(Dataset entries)
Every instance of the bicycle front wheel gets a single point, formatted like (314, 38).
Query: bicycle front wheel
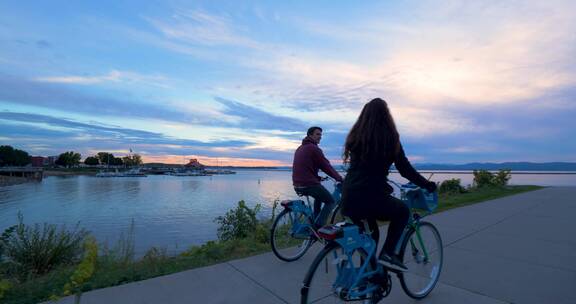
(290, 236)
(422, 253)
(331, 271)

--

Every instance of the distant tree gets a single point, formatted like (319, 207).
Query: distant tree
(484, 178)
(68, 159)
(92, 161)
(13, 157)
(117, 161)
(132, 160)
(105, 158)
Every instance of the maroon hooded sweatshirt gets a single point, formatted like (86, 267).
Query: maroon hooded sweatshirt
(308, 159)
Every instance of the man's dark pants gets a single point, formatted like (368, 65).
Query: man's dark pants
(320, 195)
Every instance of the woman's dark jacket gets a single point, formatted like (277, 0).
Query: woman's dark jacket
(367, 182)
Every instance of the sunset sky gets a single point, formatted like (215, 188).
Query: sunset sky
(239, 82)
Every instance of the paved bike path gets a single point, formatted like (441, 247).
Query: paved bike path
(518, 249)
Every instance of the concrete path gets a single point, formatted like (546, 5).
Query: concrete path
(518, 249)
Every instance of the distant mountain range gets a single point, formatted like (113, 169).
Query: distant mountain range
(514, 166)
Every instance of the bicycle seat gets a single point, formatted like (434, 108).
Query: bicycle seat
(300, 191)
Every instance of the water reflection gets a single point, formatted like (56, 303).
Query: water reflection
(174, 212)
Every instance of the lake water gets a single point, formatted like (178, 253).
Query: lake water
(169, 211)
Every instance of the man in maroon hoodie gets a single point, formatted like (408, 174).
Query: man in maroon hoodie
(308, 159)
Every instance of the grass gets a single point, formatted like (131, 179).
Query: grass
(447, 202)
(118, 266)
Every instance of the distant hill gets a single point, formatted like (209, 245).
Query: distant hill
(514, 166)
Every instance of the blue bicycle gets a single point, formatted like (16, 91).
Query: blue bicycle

• **Exercise requirements**: Can you express the stretch of material from the line containing "Every instance of the sunset" through the line containing "Query: blue bicycle" as a JSON list of strings, one string per line and no blank lines?

• **Solution to the exercise**:
[
  "Every instance of the sunset sky gets a single point, formatted like (215, 188).",
  "Query: sunset sky",
  "(239, 82)",
  "Every instance of the paved bike path gets a single point, formatted like (441, 247).",
  "Query: paved bike path",
  "(518, 249)",
  "Every instance of the concrete path gets a single point, formatted like (546, 5).",
  "Query: concrete path",
  "(518, 249)",
  "Every instance of the distant mountain range gets a single point, formatted like (113, 169).",
  "Query: distant mountain range",
  "(514, 166)",
  "Every instance of the bicycle seat gets a single point, formatted like (434, 108).",
  "Query: bicycle seat",
  "(300, 191)",
  "Every instance of the water reflection gets a single point, formatted like (56, 303).",
  "Query: water reflection",
  "(174, 212)",
  "Every instance of the lake water gets a single point, formatted like (178, 253).",
  "Query: lake water",
  "(169, 211)",
  "Every instance of the man in maroon hoodie gets a single point, formatted like (408, 174).",
  "Query: man in maroon hoodie",
  "(308, 159)",
  "Every instance of the grass gets a single point, formatted like (131, 179).",
  "Query: grass",
  "(447, 202)",
  "(118, 266)",
  "Every instance of the distant hill gets a single point, formatted like (209, 245).",
  "Query: distant hill",
  "(514, 166)",
  "Every instance of the blue bicycle gets a single point, formatted like (16, 91).",
  "Query: blue bicycle"
]